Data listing
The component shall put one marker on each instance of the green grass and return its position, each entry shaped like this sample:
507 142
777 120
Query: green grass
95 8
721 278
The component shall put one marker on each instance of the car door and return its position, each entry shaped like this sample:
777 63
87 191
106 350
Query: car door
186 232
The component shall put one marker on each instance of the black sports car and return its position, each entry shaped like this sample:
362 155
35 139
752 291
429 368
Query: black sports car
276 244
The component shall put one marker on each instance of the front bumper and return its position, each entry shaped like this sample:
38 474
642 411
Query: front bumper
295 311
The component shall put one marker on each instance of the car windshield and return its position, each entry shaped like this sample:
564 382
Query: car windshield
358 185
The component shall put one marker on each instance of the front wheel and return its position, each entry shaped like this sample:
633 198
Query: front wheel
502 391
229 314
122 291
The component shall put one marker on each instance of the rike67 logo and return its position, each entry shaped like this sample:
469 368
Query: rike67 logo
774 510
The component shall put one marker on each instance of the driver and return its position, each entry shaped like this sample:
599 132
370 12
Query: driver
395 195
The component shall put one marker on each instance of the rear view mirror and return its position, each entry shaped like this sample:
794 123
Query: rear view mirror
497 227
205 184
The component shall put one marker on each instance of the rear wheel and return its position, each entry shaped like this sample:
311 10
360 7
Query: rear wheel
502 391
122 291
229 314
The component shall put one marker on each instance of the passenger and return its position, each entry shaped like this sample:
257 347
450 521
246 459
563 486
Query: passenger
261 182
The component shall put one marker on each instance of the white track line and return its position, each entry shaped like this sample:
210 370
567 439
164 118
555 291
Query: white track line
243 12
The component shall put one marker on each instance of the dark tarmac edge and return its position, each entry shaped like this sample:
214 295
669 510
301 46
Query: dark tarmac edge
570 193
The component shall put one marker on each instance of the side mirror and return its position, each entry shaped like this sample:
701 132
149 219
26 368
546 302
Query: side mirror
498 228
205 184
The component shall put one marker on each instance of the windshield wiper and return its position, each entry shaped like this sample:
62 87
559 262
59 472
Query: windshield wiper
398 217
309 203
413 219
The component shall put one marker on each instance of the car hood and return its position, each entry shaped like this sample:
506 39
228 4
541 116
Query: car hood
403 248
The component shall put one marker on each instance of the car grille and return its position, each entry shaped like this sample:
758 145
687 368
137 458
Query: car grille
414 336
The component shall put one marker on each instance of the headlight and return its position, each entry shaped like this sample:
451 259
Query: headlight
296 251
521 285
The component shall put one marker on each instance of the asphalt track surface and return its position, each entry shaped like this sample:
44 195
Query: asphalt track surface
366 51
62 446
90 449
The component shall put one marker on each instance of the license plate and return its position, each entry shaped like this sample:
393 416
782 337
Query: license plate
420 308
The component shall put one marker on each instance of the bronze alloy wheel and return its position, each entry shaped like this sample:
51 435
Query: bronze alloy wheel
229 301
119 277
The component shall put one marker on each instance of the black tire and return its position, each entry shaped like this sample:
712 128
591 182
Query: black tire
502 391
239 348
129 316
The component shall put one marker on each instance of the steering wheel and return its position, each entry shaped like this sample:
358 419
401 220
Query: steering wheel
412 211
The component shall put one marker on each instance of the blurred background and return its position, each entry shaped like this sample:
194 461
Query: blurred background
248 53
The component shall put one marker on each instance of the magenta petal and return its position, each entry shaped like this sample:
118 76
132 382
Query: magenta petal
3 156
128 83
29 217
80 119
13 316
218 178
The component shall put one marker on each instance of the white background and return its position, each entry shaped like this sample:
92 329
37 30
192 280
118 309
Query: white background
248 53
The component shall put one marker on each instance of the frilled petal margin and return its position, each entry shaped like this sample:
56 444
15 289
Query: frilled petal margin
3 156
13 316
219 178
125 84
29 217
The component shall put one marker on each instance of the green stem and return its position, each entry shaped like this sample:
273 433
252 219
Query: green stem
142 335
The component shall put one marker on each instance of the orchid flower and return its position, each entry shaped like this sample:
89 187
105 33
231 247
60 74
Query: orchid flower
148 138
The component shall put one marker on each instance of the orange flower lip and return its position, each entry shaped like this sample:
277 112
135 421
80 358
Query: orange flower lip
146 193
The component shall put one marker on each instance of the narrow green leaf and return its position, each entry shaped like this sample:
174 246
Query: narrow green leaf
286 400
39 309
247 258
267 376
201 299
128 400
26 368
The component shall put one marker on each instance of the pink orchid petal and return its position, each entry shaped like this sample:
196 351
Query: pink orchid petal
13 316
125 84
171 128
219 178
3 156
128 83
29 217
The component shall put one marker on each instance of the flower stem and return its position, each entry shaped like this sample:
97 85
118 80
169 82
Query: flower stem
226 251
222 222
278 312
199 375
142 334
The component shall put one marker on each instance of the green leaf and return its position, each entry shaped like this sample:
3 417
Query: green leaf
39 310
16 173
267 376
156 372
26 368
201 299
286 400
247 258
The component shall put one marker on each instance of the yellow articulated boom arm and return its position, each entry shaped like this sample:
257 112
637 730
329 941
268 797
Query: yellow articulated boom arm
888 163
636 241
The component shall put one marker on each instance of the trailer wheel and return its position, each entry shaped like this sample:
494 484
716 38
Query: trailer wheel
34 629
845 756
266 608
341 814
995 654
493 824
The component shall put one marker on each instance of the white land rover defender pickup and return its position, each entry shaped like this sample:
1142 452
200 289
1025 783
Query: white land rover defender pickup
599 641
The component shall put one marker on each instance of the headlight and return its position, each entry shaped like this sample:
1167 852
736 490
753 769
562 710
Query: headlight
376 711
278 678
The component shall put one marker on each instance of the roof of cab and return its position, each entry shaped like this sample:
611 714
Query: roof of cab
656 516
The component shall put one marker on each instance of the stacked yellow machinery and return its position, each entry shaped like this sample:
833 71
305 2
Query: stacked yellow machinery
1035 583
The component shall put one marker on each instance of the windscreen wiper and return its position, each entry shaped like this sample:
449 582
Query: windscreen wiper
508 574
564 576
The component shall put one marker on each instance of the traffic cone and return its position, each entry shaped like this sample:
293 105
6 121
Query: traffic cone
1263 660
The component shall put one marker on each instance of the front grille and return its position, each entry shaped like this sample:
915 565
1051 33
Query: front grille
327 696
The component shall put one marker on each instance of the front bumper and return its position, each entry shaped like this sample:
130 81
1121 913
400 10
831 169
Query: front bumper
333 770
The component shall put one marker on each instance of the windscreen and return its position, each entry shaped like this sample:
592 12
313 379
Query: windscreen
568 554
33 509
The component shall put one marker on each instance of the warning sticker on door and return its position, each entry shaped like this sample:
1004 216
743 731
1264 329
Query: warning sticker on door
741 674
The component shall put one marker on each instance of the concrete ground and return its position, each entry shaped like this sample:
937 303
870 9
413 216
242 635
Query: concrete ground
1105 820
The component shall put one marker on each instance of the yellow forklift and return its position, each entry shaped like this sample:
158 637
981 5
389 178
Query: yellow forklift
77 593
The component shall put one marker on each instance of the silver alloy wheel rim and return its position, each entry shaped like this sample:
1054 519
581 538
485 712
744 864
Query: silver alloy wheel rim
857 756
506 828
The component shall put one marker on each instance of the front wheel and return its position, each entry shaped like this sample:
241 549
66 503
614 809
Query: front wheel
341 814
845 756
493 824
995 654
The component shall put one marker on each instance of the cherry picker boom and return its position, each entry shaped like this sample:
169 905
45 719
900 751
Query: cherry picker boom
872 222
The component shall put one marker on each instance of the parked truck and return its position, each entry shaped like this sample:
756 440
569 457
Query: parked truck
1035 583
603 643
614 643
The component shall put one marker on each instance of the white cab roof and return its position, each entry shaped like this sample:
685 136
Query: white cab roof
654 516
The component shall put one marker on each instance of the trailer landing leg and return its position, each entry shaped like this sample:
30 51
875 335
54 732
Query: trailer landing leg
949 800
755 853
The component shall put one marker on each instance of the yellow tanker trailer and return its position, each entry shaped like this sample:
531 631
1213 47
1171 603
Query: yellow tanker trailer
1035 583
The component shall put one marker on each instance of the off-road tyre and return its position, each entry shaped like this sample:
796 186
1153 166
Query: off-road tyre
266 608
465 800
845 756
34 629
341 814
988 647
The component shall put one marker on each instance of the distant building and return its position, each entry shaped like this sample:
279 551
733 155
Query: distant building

AIM
Leave out every line before the one containing "the yellow tanker"; set down that line and all remaining lines of the material exactly.

COMPLETE RESPONSE
The component shall put one marker on each instance of the yellow tanker trailer and return its position, each entry shaped like this sample:
531 631
1213 47
1171 603
Query: yellow tanker trailer
1035 583
The component shall put one marker on each instance of the off-road tyre and return its position, each entry shaped like this sample:
796 186
1153 166
Query: off-road tyre
266 608
465 800
845 756
34 629
341 814
988 647
The component shall put one marker on each instance of the distant building and return its position, each entry shaped like this sample:
279 551
733 155
Query: distant building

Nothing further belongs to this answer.